- [Text section]

* * * *

The fourth installment of the Mas Arai mystery series and the precursor to Strawberry Yellow, Blood Hina is now in paperback for the first time.
“Mas Arai is a wholly original sleuth—reluctant, curmudgeonly, and irresistible.”
— Nina Revoyr, author of Lost Canyon, Southland, and Wingshooters
Mas Arai's best friend Haruo is getting married, and he has grudgingly agreed to serve as best man. But when the ancient Japanese doll display that belongs to Haruo's fiancée goes missing, the wedding is called off with fingers pointed at Haruo. To save his friend's life, Mas must untangle a web of secrecy, heartbreaking memories, and murder dating all the way back to the Japanese American detention centers of World War II and drug-running of the 1980s.
“Mas Arai is a wholly original sleuth—reluctant, curmudgeonly, and irresistible. In Sayonara Slam, he delves into baseball, World War II, and the complex history between Japan and Korea, all while grappling with that most enduring mystery, love. Hirahara has created a story that’s both meaningful and great fun; you’ll be cheering until the very last play.”
— Nina Revoyr, author of Lost Canyon, Southland, and Wingshooters
“Mas is a hyperobservant, methodical sleuth—a blend of Columbo and Hercule Poirot—but what makes this award-winning series shine is the way Hirahara takes readers inside her character’s head. A winner.”

* * * *

- [Dataset records]
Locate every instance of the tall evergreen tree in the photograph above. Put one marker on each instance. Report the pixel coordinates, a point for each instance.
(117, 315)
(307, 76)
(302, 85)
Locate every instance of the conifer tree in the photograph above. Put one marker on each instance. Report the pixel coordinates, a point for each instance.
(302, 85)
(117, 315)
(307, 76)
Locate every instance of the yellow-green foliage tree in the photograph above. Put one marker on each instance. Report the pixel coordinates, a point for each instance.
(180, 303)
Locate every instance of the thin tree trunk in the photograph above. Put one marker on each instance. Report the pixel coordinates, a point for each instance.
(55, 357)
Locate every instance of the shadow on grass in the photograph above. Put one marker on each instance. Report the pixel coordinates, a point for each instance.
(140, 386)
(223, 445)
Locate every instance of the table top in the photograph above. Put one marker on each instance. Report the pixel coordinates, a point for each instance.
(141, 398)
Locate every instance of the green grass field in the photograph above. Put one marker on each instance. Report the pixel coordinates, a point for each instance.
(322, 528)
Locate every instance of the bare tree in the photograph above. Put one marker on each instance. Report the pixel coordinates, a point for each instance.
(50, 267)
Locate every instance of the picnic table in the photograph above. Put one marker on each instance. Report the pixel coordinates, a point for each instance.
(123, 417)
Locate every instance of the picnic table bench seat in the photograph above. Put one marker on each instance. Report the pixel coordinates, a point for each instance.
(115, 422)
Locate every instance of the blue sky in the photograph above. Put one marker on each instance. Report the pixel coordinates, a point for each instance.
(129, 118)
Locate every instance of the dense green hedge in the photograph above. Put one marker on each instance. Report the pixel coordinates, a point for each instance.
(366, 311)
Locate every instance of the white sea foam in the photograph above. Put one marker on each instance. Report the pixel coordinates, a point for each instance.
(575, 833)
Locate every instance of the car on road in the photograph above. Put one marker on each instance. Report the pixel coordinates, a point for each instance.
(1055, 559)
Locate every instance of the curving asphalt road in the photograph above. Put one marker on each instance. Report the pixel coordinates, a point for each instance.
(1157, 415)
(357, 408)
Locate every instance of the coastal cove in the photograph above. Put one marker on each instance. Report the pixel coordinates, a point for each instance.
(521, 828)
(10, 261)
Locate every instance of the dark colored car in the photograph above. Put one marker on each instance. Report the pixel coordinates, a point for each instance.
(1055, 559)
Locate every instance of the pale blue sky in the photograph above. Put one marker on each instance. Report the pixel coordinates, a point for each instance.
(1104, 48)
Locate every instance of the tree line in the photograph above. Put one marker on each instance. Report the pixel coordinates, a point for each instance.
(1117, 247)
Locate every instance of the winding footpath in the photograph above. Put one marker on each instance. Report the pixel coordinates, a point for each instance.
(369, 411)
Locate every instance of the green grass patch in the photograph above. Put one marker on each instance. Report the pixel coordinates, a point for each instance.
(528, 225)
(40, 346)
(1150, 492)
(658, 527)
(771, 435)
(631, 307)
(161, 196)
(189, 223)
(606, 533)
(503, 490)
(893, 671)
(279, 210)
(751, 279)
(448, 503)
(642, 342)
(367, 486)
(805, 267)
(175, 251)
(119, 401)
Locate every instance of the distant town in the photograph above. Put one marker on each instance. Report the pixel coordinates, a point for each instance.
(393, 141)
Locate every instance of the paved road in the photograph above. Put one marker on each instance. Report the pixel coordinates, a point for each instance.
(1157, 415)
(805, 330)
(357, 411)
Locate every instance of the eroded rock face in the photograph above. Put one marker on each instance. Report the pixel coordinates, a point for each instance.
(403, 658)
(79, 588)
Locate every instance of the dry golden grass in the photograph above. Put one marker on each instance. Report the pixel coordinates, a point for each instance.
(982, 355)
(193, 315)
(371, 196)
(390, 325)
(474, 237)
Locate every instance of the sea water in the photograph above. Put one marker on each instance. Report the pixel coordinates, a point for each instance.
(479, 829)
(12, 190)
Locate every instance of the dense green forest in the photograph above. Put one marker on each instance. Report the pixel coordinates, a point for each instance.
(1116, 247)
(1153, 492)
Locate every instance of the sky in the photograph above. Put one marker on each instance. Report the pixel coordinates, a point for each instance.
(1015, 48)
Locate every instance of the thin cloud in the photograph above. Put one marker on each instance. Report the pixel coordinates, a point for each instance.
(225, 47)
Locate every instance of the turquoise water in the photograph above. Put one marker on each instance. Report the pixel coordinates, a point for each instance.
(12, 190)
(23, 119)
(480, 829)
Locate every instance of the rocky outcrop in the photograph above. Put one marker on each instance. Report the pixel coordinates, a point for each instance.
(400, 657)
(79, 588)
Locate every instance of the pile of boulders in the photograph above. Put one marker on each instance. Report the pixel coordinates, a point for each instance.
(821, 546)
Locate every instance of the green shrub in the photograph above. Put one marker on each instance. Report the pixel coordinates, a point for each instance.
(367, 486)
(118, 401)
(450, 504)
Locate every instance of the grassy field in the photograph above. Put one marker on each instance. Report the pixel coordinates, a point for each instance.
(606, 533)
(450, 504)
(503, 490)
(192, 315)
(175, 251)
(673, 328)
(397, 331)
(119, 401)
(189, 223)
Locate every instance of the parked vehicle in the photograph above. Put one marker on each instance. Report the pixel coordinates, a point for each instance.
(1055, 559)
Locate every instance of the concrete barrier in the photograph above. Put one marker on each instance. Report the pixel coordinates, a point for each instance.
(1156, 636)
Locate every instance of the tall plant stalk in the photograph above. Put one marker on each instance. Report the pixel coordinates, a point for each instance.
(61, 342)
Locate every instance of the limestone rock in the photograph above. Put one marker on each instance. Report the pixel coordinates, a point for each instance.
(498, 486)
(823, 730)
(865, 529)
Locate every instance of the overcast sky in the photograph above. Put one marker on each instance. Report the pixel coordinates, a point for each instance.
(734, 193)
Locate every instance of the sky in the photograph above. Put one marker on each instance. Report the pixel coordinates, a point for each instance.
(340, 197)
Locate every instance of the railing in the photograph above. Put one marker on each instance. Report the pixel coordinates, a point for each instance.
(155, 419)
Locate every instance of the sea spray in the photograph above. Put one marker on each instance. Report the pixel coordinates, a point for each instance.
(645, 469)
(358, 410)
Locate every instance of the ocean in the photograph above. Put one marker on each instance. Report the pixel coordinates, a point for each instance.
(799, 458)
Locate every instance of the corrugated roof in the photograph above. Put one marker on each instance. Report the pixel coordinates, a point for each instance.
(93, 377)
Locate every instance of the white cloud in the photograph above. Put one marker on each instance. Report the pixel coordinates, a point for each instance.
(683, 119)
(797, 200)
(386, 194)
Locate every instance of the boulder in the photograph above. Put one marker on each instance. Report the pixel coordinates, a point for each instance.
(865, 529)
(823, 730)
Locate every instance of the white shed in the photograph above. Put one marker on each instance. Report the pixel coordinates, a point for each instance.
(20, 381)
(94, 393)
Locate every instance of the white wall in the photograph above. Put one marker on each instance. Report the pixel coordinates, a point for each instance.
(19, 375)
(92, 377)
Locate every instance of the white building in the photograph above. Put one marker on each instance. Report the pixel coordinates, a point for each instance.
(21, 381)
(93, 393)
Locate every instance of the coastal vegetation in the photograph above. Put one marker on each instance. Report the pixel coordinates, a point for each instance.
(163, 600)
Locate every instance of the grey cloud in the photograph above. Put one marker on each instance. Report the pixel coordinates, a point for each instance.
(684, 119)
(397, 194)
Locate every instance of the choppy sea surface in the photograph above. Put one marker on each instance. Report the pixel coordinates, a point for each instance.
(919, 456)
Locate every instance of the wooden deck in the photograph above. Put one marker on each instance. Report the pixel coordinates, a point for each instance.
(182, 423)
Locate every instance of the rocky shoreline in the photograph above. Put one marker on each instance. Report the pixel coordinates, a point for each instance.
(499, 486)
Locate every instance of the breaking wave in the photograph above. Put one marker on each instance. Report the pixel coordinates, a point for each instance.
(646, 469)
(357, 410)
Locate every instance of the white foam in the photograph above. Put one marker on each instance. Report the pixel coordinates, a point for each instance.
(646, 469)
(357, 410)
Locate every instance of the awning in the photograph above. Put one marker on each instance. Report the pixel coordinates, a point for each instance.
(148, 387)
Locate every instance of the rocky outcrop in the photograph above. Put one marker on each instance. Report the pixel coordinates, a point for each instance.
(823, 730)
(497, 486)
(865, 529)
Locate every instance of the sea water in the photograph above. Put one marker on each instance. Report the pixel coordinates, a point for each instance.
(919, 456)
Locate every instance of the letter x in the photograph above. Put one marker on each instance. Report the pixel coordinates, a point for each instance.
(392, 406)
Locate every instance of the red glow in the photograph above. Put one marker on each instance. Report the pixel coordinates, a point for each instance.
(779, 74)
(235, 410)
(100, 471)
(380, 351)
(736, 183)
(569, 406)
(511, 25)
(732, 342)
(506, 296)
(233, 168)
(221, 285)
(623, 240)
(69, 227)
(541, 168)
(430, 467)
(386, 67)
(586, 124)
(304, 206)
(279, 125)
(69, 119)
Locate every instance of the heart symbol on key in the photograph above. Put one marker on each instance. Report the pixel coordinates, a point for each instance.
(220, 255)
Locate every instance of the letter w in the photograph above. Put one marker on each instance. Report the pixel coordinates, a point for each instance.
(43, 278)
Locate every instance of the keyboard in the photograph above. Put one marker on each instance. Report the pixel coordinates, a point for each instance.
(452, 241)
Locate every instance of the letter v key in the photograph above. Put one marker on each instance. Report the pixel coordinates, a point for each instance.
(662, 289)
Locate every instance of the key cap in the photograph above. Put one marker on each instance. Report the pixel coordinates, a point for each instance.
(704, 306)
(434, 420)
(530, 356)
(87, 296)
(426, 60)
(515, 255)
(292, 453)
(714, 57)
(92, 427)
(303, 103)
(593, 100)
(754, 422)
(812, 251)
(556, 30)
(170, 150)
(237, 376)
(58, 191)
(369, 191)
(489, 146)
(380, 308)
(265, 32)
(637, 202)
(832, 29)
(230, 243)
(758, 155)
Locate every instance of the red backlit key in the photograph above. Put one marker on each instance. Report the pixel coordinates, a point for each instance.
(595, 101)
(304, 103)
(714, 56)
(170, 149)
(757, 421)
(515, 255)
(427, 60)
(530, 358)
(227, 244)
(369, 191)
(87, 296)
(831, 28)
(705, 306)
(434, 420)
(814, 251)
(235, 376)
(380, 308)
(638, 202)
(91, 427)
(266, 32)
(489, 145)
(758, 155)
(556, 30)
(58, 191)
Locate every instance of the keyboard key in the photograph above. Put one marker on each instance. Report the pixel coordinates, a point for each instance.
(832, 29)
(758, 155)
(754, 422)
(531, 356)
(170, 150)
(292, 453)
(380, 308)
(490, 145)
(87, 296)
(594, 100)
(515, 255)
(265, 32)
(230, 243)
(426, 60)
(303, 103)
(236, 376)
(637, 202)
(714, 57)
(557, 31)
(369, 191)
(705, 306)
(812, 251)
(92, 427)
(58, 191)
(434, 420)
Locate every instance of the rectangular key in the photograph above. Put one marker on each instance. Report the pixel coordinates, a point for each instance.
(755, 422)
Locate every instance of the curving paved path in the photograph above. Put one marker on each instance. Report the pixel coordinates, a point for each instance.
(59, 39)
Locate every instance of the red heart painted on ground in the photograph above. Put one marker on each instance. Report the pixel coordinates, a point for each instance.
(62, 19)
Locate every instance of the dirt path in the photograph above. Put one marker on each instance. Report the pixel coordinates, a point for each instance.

* * * *

- [Set exercise 1]
Quote the Blood Hina description word for word, from the part beginning with the words that contain "The fourth installment" through the words "of the 1980s.".
- [Set exercise 2]
In the Blood Hina description, what goes missing before Haruo's wedding is called off?
- [Set exercise 3]
According to the Blood Hina description, why must Mas untangle a web of secrecy, heartbreaking memories, and murder?

- [Task answer 1]
The fourth installment of the Mas Arai mystery series and the precursor to Strawberry Yellow, Blood Hina is now in paperback for the first time.
“Mas Arai is a wholly original sleuth—reluctant, curmudgeonly, and irresistible.”
— Nina Revoyr, author of Lost Canyon, Southland, and Wingshooters
Mas Arai's best friend Haruo is getting married, and he has grudgingly agreed to serve as best man. But when the ancient Japanese doll display that belongs to Haruo's fiancée goes missing, the wedding is called off with fingers pointed at Haruo. To save his friend's life, Mas must untangle a web of secrecy, heartbreaking memories, and murder dating all the way back to the Japanese American detention centers of World War II and drug-running of the 1980s.

- [Task answer 2]
The ancient Japanese doll display that belongs to Haruo's fiancée goes missing.

- [Task answer 3]
Mas must untangle it to save the life of his best friend, Haruo. Haruo's wedding was called off when his fiancée's ancient Japanese doll display went missing, and fingers were pointed at him.